## Task requirements
Give the data below again exactly as written, without its pictures.

## Data for review
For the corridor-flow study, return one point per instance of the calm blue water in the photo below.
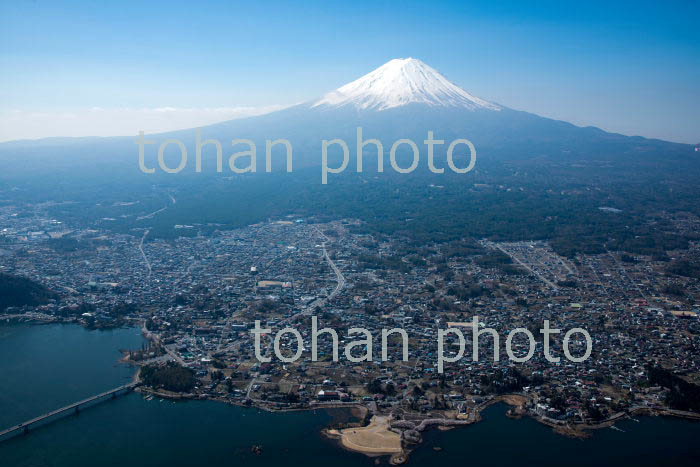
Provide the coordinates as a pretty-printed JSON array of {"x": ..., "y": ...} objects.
[{"x": 43, "y": 367}]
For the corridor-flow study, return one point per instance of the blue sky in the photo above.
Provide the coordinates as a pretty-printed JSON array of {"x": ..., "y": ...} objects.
[{"x": 631, "y": 67}]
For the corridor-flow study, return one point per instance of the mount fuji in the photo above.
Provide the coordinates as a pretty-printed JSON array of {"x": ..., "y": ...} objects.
[
  {"x": 404, "y": 98},
  {"x": 400, "y": 82}
]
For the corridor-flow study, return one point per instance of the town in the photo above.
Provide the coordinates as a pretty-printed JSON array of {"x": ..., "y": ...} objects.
[{"x": 198, "y": 297}]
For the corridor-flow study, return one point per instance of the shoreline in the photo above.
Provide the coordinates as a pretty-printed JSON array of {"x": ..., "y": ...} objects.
[{"x": 381, "y": 423}]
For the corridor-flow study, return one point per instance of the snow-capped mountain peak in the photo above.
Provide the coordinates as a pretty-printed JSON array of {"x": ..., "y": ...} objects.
[{"x": 400, "y": 82}]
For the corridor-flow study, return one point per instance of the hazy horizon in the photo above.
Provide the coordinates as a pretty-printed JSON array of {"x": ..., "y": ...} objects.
[{"x": 627, "y": 68}]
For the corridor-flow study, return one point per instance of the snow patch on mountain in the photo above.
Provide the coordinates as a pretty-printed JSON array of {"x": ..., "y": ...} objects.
[{"x": 400, "y": 82}]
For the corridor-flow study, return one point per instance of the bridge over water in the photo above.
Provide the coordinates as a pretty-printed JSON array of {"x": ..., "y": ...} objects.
[{"x": 24, "y": 427}]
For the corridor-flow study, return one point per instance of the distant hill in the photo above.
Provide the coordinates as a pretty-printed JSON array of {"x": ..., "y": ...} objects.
[{"x": 20, "y": 291}]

## Response to the task
For the corridor-flow study, return one point per instance of the calm blue water in the photo below.
Provide the coordinates as a pretty-printed JSON array of {"x": ..., "y": ...} objects.
[{"x": 43, "y": 367}]
For the corridor-flow study, return one point per instance of the blue sky in the photo above.
Provide the coordinates as a pretty-printed JSON array of {"x": ..., "y": ...} objects.
[{"x": 631, "y": 67}]
For the corridor-flow study, return one point per instance of the mount fuji in the photo above.
Provide the coordinates as a pretty-printed JSON array of {"x": ..., "y": ...} objects.
[
  {"x": 404, "y": 98},
  {"x": 400, "y": 82}
]
For the corridor-flow study, return one point per instance of the town in the photo above.
Provide the coordinates as a pretty-printed JSON array of {"x": ..., "y": ...} objects.
[{"x": 198, "y": 297}]
For the corridor-flow study, return one point per instance of the shoreline in the photo above.
Provide the coordinates as a pretty-printed JSON array of {"x": ..., "y": ...} objects.
[{"x": 381, "y": 423}]
For the corridor-flow study, return one point per instance of the snow-capped mountain peak in the photo above.
Provide the coordinates as a pretty-printed JSON array of {"x": ..., "y": ...} objects.
[{"x": 400, "y": 82}]
For the corridor-flow study, return one point per instance of the hazy horizon in the photo above.
Provide the coordinates as a pretty-printed JSON array of {"x": ..., "y": ...} objects.
[{"x": 627, "y": 68}]
For the corridor-flow study, return one point per instance of the snow patch on mountain in the photo above.
Provide the coordinates as a pretty-printed JSON array of {"x": ..., "y": ...} objects.
[{"x": 400, "y": 82}]
For the corridor-flow study, return one point per instance of the bridge over water in the photo above.
Provide the coordinates as a pretty-printed JSON array of {"x": ..., "y": ...} objects.
[{"x": 24, "y": 427}]
For the corridor-flow study, return one point per instance of the distant hill in the photo above.
Provide the coordinates as a pretty-printed JSON array of {"x": ..., "y": ...} objects.
[{"x": 20, "y": 291}]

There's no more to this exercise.